→ TEXT SEGMENT

# # # #

Somewhere between the two camps sit scent-specific air scenting dogs, which are open area air-scenting dogs but looking for a specific individual as identified by a scent item. It seems that these are particularly hard skills to teach a dog, and operational dogs with this capacity are rare.
Looking at the call-out history of our MR Team, we get fewer people completely lost, year on year. They certainly still get lost, but with increasingly good mobile phone coverage, they are able to phone in to ask for help. This enables us to talk through where they parked, which path they took, what they can see etc. which often gives us a fair idea of location. If the phone signal is good we can also quiz their smartphone for location information. All of this means we can get a fairly accurate picture of where they are, so it is unusual for us to be involved in wide area searches on the mountain. The biggest searches now tend to centre on people missing from home, where scent items are usually available. With this in mind, it would seem that a trailing dog would be of most use to the team and region, and that is what I’m hoping to do with Venn.

# # # #

[Records from a point-labeling set]
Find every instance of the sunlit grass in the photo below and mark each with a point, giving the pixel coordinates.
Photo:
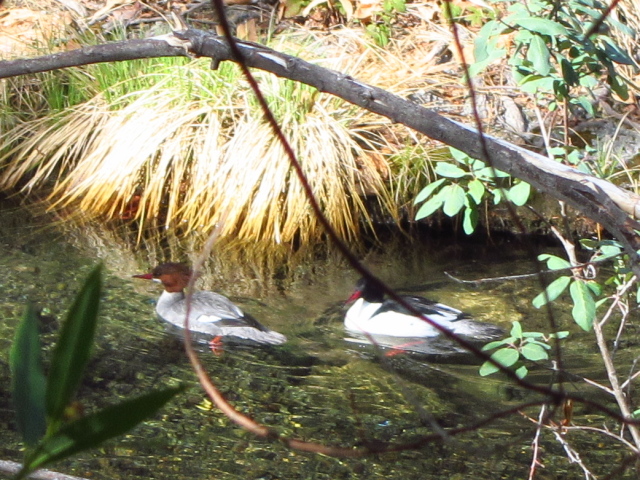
(191, 147)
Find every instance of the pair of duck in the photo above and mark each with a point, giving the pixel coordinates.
(214, 314)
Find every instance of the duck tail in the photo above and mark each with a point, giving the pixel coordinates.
(268, 337)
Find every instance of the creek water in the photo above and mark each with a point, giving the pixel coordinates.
(318, 387)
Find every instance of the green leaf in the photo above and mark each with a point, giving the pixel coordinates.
(584, 308)
(470, 220)
(569, 75)
(505, 356)
(72, 351)
(28, 383)
(476, 190)
(449, 170)
(428, 190)
(534, 352)
(532, 334)
(614, 52)
(497, 343)
(595, 287)
(91, 431)
(430, 206)
(542, 26)
(459, 156)
(554, 289)
(538, 55)
(487, 368)
(519, 193)
(454, 199)
(554, 262)
(516, 329)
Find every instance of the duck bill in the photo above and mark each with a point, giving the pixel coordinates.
(354, 296)
(144, 276)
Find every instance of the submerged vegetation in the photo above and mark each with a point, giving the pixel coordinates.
(170, 143)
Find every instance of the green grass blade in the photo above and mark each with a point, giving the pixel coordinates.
(28, 383)
(72, 351)
(91, 431)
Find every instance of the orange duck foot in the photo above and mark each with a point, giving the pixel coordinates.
(216, 345)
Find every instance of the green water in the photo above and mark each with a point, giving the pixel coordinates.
(316, 388)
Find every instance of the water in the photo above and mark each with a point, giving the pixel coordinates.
(317, 388)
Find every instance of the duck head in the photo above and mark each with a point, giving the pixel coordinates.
(173, 276)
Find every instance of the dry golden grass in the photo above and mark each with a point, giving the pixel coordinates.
(194, 151)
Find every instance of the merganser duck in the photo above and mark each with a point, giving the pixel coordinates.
(210, 313)
(373, 315)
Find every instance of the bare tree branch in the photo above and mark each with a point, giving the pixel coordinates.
(616, 209)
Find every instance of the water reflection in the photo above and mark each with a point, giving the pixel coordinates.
(317, 387)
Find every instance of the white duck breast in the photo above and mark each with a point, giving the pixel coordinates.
(390, 318)
(372, 314)
(209, 312)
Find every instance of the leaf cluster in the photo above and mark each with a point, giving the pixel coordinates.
(52, 424)
(464, 185)
(551, 50)
(518, 347)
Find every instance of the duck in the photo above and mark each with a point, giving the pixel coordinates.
(372, 314)
(210, 313)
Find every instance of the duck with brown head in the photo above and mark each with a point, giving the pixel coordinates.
(209, 312)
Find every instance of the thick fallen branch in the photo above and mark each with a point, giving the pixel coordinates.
(614, 208)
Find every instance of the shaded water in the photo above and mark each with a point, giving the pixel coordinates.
(317, 387)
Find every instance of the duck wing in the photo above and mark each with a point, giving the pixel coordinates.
(212, 307)
(428, 308)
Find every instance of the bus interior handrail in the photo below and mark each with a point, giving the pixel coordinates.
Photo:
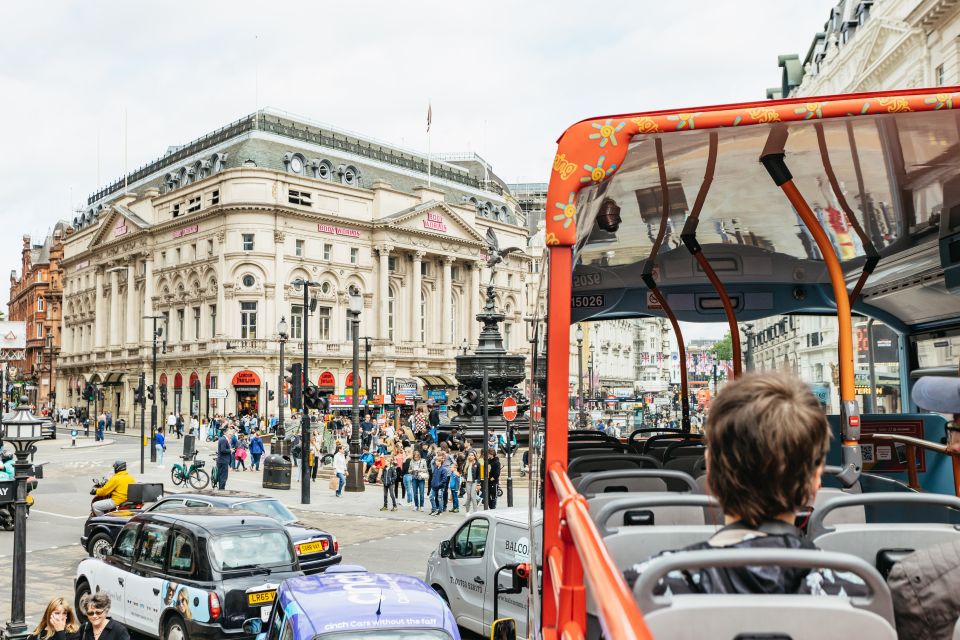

# # # #

→ DESCRIPTION OF THE TASK
Carry on the text about choosing a search dog type for a mountain rescue team, starting right after its last sentence.

→ OUTPUT FOR THIS TASK
The SARDA family is made up of handlers (trainee, operational and retired) and “Dogs-bodies.” The latter are people who volunteer their time to provide the dogs with search targets for their training. This will often involve sitting hidden under a boulder in remote spots in poor weather for long periods of time while the dogs follow the trail or methodically start to clear the search area. To join SARDA, a would-be handler has to first serve 6 months “bodying”, which lets everyone get to know them a bit better, gives an understanding of the commitment involved, and provides an opportunity to see the dogs in operation. I’ve bodied a couple of times over the years, just out of interest, but my formal 6 months started last weekend. Yay.